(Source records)
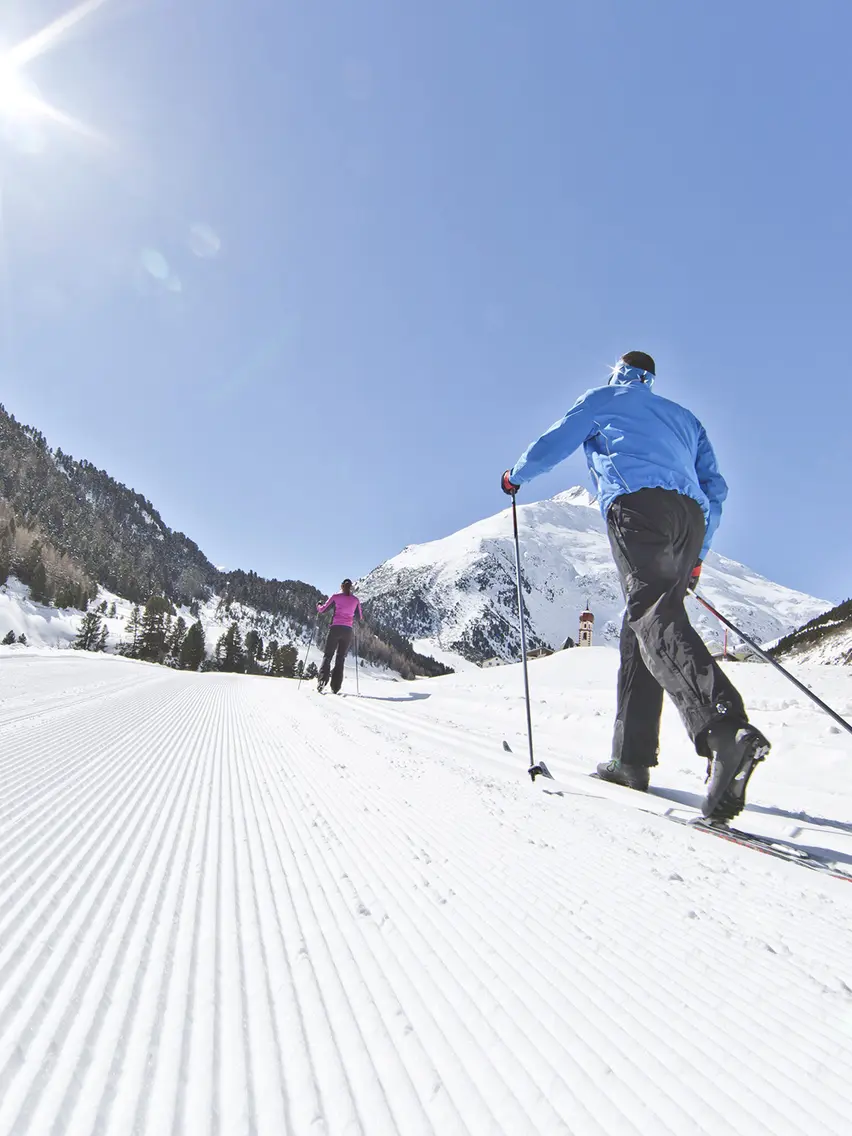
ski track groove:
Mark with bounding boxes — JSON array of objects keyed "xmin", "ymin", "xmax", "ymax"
[
  {"xmin": 0, "ymin": 682, "xmax": 214, "ymax": 1133},
  {"xmin": 270, "ymin": 713, "xmax": 792, "ymax": 1136},
  {"xmin": 346, "ymin": 696, "xmax": 852, "ymax": 1021},
  {"xmin": 235, "ymin": 701, "xmax": 443, "ymax": 1136},
  {"xmin": 1, "ymin": 660, "xmax": 851, "ymax": 1135},
  {"xmin": 341, "ymin": 695, "xmax": 852, "ymax": 981},
  {"xmin": 258, "ymin": 722, "xmax": 634, "ymax": 1135},
  {"xmin": 306, "ymin": 692, "xmax": 852, "ymax": 1135},
  {"xmin": 242, "ymin": 717, "xmax": 473, "ymax": 1134}
]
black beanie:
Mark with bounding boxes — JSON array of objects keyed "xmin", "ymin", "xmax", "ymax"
[{"xmin": 620, "ymin": 350, "xmax": 655, "ymax": 375}]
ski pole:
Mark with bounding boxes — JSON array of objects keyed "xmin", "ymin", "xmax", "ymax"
[
  {"xmin": 510, "ymin": 495, "xmax": 548, "ymax": 780},
  {"xmin": 297, "ymin": 617, "xmax": 317, "ymax": 690},
  {"xmin": 354, "ymin": 628, "xmax": 360, "ymax": 697},
  {"xmin": 692, "ymin": 594, "xmax": 852, "ymax": 737}
]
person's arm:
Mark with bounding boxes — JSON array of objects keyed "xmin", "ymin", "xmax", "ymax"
[
  {"xmin": 355, "ymin": 599, "xmax": 364, "ymax": 622},
  {"xmin": 317, "ymin": 596, "xmax": 334, "ymax": 614},
  {"xmin": 510, "ymin": 388, "xmax": 604, "ymax": 486},
  {"xmin": 695, "ymin": 424, "xmax": 728, "ymax": 559}
]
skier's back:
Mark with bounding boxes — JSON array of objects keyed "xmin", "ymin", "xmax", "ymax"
[
  {"xmin": 502, "ymin": 350, "xmax": 770, "ymax": 822},
  {"xmin": 316, "ymin": 579, "xmax": 363, "ymax": 694}
]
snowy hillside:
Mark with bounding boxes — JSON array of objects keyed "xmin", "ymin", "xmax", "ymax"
[
  {"xmin": 770, "ymin": 598, "xmax": 852, "ymax": 666},
  {"xmin": 0, "ymin": 576, "xmax": 313, "ymax": 659},
  {"xmin": 1, "ymin": 648, "xmax": 851, "ymax": 1135},
  {"xmin": 359, "ymin": 487, "xmax": 831, "ymax": 663}
]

What you need to do ::
Keep the pictures out of the copy and return the rest of the data above exactly.

Reply ::
ski track groove:
Mark with bounding boxes — JSON array of objects keyed "xmin", "ymin", "xmax", "ymax"
[
  {"xmin": 0, "ymin": 682, "xmax": 214, "ymax": 1133},
  {"xmin": 270, "ymin": 713, "xmax": 792, "ymax": 1136},
  {"xmin": 346, "ymin": 696, "xmax": 852, "ymax": 1021},
  {"xmin": 235, "ymin": 701, "xmax": 443, "ymax": 1136},
  {"xmin": 1, "ymin": 660, "xmax": 851, "ymax": 1135},
  {"xmin": 341, "ymin": 695, "xmax": 852, "ymax": 981},
  {"xmin": 258, "ymin": 722, "xmax": 634, "ymax": 1135},
  {"xmin": 306, "ymin": 692, "xmax": 852, "ymax": 1135},
  {"xmin": 242, "ymin": 717, "xmax": 473, "ymax": 1134}
]
black beanie:
Mark with bounding boxes — JSON array of objects keyed "xmin", "ymin", "xmax", "ymax"
[{"xmin": 620, "ymin": 350, "xmax": 655, "ymax": 375}]
ski pole:
Mark with bounding boxes — JSON array of objects keyed "xmin", "ymin", "xmax", "ymax"
[
  {"xmin": 510, "ymin": 495, "xmax": 548, "ymax": 780},
  {"xmin": 297, "ymin": 617, "xmax": 317, "ymax": 690},
  {"xmin": 354, "ymin": 628, "xmax": 360, "ymax": 697},
  {"xmin": 692, "ymin": 594, "xmax": 852, "ymax": 737}
]
person's arm:
Mark with bounding boxes — JSON array of objects keyed "xmin", "ymin", "xmax", "ymax"
[
  {"xmin": 355, "ymin": 599, "xmax": 364, "ymax": 622},
  {"xmin": 317, "ymin": 596, "xmax": 334, "ymax": 614},
  {"xmin": 510, "ymin": 388, "xmax": 604, "ymax": 486},
  {"xmin": 695, "ymin": 424, "xmax": 728, "ymax": 559}
]
skier's back:
Mark with bounding boxes — JSON array of objects keyed "xmin", "ymin", "xmax", "ymax"
[
  {"xmin": 502, "ymin": 350, "xmax": 770, "ymax": 822},
  {"xmin": 316, "ymin": 579, "xmax": 363, "ymax": 694}
]
snowy hillside:
Mark with bounding boxes — JSON array of objects keyed "xmin", "ymin", "xmax", "ymax"
[
  {"xmin": 770, "ymin": 598, "xmax": 852, "ymax": 666},
  {"xmin": 0, "ymin": 576, "xmax": 313, "ymax": 659},
  {"xmin": 1, "ymin": 648, "xmax": 851, "ymax": 1135},
  {"xmin": 359, "ymin": 487, "xmax": 831, "ymax": 663}
]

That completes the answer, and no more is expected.